▶ Ejercicios:
(a) Según el avance del capítulo 54, ¿con qué capítulo hipotético comienza la segunda parte de MDUL?
(b) Repite del avance del capítulo 54 el fragmento que va desde "Hasta pronto." hasta "ya para siempre.".

▶ Texto seleccionado:
Avance del capítulo 54 (EL PRÍNCIPE MESTIZO): Ni que decir tiene que, como no me he leído todavía el sexto libro, la trama del capítulo que colgaré próximamente nada tiene que ver con éste (y si algo tiene en común es mera coincidencia); por ello solicito que, cuando lo leáis, seáis condescendientes y tratéis mi labor, no tanto compararlo con la historia de Rowling. Dicho lo cual, el verdadero avance empieza aquí: Al fin se revelará quién es el Príncipe Mestizo (al menos mi interpretación acerca del mismo). La lucha por el fin será iniciada; y en ella Voldemort retomará un frente olvidado: Remus. El licántropo será enfrentado a la mayor prueba de su vida, que lo conducirá indudablemente a su destino: al fin de los tiempos, al acabar de la era.
Nota más entrañable: dos de vosotras debutaréis como protagonistas en MDUL. Lo llevo avisando con mucho tiempo, pero, como cuelgo con cierto retraso con respecto a lo que escribo, el resultado es esta especie de demora. No quiero decir quiénes son, pero daré pistas: una tiene el "derecho" de figurar aquí porque es una de las primeras personas que me conoció, ya le revelé de qué trataba su personaje y ella, sin conocerlo, casi lo adivina, además de que prometí juntarla bien; la otra es norteña, me lee con mucha frecuencia (muy muy fiel), me conoció por el influjo de la amistad y le prometí que su personaje le provocaría lágrimas.
Hasta pronto.
¡Ah! Quiero ir avisando que a "MDUL. Primera parte" le quedan los días contados. La segunda parte comienza con el capítulo hipotético 56, que será 1, entiéndase, por ser de la "Segunda parte". Hago este aviso para dejar largamente expuesto (ya seguiré incidiendo en ello) que la "Segunda parte" aparecerá como una nueva historia y que ésta se dejará ya para siempre.

▶ Datos extraídos:
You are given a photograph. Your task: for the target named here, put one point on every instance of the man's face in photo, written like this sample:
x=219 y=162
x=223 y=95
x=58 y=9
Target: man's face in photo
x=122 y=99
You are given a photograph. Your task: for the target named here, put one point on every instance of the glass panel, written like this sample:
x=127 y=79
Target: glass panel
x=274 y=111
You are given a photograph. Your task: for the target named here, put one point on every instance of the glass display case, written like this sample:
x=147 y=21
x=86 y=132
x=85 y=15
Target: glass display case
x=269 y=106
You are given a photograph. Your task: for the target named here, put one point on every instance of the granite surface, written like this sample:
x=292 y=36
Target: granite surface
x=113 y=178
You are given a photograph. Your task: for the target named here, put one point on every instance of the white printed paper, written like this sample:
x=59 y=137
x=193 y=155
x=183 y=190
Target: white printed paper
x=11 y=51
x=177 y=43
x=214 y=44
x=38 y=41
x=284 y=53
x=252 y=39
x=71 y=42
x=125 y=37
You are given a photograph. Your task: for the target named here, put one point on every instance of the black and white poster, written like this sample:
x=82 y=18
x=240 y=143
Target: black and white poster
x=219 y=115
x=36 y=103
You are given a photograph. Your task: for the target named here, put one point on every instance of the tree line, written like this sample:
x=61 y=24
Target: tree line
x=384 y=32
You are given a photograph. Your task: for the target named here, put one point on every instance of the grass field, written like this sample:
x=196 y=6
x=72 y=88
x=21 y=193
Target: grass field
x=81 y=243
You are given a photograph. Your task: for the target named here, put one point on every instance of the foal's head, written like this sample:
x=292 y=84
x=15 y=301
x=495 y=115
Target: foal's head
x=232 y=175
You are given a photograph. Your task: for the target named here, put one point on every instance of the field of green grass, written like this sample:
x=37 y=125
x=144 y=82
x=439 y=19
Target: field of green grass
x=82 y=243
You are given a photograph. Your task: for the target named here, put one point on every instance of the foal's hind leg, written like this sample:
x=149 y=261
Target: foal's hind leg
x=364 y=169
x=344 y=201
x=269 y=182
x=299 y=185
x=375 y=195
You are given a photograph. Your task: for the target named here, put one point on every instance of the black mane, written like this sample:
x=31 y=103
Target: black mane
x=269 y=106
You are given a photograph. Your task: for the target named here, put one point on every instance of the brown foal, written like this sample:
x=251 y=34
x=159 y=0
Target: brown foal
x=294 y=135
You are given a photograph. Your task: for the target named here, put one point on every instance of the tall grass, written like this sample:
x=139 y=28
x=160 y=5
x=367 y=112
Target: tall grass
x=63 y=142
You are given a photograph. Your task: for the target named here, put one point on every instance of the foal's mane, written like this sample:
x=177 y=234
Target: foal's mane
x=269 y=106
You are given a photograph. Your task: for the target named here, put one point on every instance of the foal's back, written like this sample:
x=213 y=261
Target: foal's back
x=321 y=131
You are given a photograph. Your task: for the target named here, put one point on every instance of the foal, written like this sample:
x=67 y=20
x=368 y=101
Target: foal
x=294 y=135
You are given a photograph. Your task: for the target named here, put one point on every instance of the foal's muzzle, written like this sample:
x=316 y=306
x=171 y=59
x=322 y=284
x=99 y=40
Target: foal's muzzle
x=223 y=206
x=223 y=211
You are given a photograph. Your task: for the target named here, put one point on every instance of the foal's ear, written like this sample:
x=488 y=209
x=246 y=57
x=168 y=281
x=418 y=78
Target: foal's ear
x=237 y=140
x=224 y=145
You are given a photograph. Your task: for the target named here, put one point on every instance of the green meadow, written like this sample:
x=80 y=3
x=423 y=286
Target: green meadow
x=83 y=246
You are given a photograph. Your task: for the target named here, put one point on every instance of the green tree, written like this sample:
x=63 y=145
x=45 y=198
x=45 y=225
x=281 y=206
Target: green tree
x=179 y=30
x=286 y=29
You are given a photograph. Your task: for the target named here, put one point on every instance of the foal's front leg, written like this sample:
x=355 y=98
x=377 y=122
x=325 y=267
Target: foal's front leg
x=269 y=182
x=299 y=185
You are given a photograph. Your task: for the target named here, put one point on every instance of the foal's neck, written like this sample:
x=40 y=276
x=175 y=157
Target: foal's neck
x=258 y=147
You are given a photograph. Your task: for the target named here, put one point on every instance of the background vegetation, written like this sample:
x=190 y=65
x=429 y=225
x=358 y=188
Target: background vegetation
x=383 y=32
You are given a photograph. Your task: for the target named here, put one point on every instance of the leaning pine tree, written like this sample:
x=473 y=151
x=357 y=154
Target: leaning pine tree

▶ Soluciones:
(a) Con el capítulo hipotético 56.

(b)
Hasta pronto.
¡Ah! Quiero ir avisando que a "MDUL. Primera parte" le quedan los días contados. La segunda parte comienza con el capítulo hipotético 56, que será 1, entiéndase, por ser de la "Segunda parte". Hago este aviso para dejar largamente expuesto (ya seguiré incidiendo en ello) que la "Segunda parte" aparecerá como una nueva historia y que ésta se dejará ya para siempre.